EXTRACT PROVIDED
Now one of the questions I have fielded is, What do the 4 candles mean?  I answered:  There is nothing in the Bible about it as there is nothing about Advent wreathes. The fellow member questioning me dogmatically stated they stand for…I forgot the answer.  The usual interpretations usually goes this route:  they signify Hope, Preparation, Joy, and Love, or something like that.  On another blog, a Roman Catholic priest, looking at the superficial slappy-happy, sentimental time that Advent/Christmas has become, suggested that the candles should stand for Death, Judgment, Hell, and Heaven!  The last things.  When we look at the lessons, and as indicated on an earlier posting here on John the Baptizer, the priest is not far off the mark.  Pr. Dietrich Bonhoeffer, in his book, The Cost of Discipleship, written in the ’30s in Nazi Germany, commented on the beatitude, “Blessed are those who mourn for they shall be comforted” (Matthew 5:4) and he observed:

“By “mourning” Jesus, of course, means doing without what the world calls peace and prosperity:  he means refusing to being tune with the world or accommodate oneself to its standards.  Such men mourn for the world, for its guilt, its fate and is fortune. While the world keeps holiday they stand aside, and while the world sings, ‘Gather ye rose-buds while ye may,” they mourn.  They see that for all the jollity on board, the ship is beginning to sink.  The world dreams of progress, of power and of the future, but the disciples mediate on the end, the last judgement, and the coming of the kingdom.  To such heights the world cannot rise.”

LISTED ENTRIES
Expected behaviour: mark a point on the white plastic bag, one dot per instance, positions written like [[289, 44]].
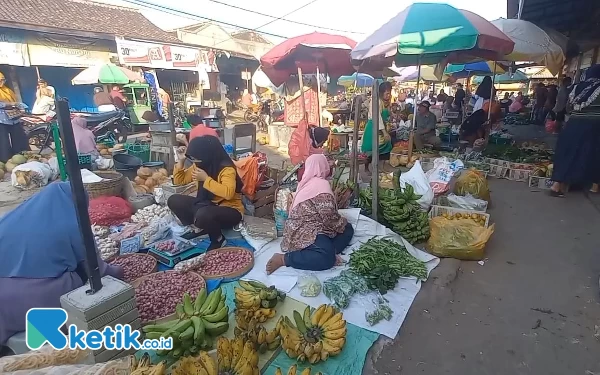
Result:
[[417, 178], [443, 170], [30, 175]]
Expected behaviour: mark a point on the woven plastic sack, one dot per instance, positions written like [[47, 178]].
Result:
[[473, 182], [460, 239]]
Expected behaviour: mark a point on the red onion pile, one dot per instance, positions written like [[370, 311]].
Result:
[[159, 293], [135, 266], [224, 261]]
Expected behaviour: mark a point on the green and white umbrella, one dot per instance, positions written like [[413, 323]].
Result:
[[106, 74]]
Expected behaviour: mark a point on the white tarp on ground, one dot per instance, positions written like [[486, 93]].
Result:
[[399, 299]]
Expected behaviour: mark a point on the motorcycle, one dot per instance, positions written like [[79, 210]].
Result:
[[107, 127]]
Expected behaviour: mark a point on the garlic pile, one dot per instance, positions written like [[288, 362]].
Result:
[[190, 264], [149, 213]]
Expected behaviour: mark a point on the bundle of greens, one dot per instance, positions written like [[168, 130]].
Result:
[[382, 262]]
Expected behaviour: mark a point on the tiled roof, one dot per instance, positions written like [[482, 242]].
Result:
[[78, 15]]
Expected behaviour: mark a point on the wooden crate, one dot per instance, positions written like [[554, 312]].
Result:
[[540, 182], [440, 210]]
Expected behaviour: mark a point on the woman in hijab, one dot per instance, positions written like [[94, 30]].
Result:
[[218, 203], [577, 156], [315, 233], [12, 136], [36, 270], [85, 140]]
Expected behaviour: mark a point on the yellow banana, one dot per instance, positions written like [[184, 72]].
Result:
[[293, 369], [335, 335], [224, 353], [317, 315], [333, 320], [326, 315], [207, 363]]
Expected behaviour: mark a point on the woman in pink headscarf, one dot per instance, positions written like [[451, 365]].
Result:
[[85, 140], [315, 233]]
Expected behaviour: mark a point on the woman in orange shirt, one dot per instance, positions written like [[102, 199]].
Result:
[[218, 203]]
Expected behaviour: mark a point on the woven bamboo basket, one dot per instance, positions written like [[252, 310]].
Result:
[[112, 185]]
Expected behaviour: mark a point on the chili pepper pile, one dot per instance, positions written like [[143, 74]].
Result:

PROBLEMS AND TASKS
1) List the four meanings that the Roman Catholic priest in the Advent candles text proposed for the candles.
2) For each statement, answer yes or no according to the Advent candles text, and quote the words that decide it.
(a) The Bible explains what the four candles mean.
(b) Bonhoeffer wrote The Cost of Discipleship in the 1930s in Nazi Germany.
(c) The priest who proposed new meanings for the candles was a Lutheran.
3) In the Advent candles text, which beatitude did Bonhoeffer comment on?
Base every answer on the text only.

SOLUTION SET
1) Death, Judgment, Hell, Heaven

2)
(a) No: "There is nothing in the Bible about it"
(b) Yes: "written in the ’30s in Nazi Germany"
(c) No: "a Roman Catholic priest"

3) "Blessed are those who mourn for they shall be comforted" (Matthew 5:4)